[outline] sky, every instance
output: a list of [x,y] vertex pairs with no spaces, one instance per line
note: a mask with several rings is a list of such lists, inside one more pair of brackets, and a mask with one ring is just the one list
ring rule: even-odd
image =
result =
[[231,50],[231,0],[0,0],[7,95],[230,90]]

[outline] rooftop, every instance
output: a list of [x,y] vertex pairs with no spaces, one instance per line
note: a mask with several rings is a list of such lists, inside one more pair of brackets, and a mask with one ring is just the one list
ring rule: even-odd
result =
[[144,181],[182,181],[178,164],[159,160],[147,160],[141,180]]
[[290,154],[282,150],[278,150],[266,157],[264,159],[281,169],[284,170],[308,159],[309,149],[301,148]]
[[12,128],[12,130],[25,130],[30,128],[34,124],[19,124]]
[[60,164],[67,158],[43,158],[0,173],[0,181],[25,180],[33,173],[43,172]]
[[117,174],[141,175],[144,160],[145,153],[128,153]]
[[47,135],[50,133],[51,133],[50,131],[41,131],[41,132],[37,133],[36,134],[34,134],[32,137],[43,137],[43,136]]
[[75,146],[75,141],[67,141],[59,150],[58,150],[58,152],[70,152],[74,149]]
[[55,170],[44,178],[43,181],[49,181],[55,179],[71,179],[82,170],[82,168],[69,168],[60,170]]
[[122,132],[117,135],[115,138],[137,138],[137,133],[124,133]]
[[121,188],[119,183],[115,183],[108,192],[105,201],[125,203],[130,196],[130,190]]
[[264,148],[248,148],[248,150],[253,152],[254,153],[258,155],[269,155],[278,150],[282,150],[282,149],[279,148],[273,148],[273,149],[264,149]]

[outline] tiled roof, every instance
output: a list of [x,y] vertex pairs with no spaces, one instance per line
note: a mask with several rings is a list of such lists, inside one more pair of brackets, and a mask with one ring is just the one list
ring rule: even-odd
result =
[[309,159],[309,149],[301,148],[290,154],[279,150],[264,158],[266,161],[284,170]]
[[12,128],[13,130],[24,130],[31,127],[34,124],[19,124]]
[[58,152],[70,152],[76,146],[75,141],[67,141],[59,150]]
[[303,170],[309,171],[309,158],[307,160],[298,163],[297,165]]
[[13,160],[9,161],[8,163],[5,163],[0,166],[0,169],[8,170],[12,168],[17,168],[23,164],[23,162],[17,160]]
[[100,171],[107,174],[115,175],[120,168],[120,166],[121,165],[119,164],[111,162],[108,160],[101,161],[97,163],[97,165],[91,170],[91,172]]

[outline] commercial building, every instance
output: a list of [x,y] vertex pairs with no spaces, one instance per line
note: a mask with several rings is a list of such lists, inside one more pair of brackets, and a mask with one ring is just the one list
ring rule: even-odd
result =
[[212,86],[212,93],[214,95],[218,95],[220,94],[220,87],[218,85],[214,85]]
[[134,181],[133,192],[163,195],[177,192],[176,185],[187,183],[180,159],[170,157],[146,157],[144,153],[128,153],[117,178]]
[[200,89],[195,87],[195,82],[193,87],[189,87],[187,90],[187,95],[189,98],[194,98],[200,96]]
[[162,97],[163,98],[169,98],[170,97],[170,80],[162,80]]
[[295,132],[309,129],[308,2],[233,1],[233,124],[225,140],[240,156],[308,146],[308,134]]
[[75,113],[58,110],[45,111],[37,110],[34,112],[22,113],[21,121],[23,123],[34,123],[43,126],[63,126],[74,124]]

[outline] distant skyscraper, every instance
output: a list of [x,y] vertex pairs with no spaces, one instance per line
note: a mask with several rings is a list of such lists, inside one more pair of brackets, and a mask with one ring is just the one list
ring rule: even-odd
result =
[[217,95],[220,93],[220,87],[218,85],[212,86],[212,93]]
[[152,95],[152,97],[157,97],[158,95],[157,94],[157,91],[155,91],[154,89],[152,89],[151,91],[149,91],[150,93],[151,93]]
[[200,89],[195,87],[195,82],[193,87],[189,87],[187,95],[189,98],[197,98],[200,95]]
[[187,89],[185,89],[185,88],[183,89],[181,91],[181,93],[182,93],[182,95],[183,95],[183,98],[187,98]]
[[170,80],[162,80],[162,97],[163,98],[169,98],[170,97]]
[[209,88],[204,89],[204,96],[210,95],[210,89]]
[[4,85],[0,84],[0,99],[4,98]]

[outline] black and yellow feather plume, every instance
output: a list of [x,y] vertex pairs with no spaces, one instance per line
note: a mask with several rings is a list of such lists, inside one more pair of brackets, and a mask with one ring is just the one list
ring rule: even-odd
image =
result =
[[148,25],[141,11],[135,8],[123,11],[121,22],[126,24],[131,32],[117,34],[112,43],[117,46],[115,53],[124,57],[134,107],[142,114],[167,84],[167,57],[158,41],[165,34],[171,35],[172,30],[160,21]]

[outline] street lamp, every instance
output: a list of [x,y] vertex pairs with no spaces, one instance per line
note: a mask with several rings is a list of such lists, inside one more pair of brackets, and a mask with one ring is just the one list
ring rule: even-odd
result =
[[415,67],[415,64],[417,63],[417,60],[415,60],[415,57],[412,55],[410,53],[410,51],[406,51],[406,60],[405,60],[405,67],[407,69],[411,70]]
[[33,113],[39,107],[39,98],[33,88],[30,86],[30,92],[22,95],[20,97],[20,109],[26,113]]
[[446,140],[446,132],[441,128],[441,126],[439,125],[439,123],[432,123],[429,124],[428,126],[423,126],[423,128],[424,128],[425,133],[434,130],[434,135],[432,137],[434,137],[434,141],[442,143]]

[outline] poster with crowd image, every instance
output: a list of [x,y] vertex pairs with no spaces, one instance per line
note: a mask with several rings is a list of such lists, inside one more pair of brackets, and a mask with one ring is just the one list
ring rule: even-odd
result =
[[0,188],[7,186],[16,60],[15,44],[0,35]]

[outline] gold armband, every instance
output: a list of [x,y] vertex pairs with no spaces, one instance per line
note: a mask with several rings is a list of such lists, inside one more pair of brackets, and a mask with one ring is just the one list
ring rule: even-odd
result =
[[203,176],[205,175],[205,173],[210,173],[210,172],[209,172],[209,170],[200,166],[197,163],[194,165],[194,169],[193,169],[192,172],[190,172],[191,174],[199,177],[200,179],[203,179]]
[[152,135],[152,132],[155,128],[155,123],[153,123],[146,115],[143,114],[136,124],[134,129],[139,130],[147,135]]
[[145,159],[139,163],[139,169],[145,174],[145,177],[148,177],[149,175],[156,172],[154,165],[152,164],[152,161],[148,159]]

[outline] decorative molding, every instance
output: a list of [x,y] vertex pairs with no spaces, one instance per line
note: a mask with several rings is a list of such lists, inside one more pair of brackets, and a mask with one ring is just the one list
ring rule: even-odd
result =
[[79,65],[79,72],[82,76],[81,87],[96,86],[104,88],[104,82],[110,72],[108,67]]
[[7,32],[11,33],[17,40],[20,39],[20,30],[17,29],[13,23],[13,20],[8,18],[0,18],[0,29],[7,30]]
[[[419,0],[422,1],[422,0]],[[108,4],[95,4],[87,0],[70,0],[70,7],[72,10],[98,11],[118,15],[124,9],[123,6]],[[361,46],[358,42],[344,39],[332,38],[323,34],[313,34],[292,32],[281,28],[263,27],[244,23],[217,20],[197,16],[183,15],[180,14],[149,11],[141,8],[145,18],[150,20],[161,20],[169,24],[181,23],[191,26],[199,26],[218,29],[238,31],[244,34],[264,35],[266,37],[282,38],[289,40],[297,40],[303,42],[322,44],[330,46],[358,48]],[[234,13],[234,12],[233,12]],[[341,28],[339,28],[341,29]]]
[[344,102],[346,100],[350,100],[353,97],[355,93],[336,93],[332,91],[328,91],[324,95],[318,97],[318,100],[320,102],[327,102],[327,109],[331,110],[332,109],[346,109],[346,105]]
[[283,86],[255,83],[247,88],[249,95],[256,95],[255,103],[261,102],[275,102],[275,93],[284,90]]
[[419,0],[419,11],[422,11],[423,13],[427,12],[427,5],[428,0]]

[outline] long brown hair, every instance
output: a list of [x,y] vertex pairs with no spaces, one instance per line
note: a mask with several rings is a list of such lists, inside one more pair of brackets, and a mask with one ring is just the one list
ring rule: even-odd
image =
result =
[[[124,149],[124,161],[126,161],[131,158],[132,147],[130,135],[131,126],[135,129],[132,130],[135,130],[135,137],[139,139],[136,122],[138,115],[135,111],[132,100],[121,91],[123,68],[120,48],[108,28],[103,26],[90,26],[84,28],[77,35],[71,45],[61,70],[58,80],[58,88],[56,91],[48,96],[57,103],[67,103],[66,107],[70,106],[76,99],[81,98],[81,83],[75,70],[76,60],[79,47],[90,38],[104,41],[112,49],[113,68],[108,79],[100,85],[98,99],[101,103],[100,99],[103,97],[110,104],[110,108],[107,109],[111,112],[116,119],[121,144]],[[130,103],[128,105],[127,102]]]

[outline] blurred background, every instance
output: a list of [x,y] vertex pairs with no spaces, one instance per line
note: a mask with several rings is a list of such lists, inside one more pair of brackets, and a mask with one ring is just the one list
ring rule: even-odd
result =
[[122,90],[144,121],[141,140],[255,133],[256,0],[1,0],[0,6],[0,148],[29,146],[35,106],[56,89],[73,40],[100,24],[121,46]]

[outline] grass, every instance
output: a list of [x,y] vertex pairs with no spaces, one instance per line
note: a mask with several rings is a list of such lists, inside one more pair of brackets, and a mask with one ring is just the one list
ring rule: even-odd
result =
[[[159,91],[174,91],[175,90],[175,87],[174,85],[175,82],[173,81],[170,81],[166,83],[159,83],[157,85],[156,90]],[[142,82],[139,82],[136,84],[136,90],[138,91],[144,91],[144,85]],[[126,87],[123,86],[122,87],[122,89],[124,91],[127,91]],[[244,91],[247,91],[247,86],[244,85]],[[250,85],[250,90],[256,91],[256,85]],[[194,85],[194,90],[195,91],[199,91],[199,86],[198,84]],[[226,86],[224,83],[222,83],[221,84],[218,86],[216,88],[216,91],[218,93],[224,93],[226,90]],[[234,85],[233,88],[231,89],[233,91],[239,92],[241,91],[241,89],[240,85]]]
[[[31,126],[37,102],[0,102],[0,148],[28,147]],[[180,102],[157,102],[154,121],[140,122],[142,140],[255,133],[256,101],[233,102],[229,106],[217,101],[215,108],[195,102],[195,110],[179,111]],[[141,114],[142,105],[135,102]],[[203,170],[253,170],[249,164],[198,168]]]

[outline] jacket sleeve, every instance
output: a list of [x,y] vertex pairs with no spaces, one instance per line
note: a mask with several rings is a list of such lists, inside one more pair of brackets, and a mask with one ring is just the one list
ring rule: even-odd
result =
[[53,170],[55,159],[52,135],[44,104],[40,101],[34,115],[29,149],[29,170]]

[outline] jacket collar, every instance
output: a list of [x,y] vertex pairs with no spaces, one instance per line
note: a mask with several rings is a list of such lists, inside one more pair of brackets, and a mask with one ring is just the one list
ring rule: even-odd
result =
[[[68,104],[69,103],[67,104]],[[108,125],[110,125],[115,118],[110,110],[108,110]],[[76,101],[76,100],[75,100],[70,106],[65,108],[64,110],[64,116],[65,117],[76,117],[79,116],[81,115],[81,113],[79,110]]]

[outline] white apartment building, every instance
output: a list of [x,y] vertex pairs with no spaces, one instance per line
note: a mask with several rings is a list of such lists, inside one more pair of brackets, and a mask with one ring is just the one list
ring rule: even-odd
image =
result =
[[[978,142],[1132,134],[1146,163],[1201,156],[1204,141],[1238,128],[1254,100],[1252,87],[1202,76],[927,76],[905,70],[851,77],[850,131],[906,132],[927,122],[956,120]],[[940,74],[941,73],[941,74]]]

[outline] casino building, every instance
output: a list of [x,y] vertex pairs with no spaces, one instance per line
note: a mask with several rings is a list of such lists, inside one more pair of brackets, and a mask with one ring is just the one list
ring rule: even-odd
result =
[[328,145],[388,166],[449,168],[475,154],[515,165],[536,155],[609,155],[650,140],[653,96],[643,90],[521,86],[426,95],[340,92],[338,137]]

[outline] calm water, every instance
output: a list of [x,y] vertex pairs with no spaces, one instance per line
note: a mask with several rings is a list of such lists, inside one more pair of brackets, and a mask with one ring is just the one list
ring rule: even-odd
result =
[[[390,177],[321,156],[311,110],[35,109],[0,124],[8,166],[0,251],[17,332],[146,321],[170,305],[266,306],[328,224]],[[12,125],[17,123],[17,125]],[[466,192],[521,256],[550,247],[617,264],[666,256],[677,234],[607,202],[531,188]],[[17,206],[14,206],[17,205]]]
.....
-- Exercise aim --
Please put the rows from the line with "[outline] calm water, every instance" through the last line of the rows into a numbered list, leaving out any blank lines.

-- Exercise answer --
1. [outline] calm water, every instance
2. output: a list of [x,y] vertex pairs with no spaces, one instance per line
3. note: a mask with several rings is a list of such lists, inside one more pair of brackets, and a mask with one ring is just the one list
4. ring rule: even-odd
5. result =
6. [[[390,177],[321,156],[311,110],[35,109],[0,124],[8,166],[0,251],[17,332],[146,321],[170,305],[266,306],[328,224]],[[12,125],[17,123],[17,125]],[[466,192],[521,256],[550,247],[617,264],[666,256],[677,234],[607,202],[531,188]],[[17,206],[14,206],[17,205]]]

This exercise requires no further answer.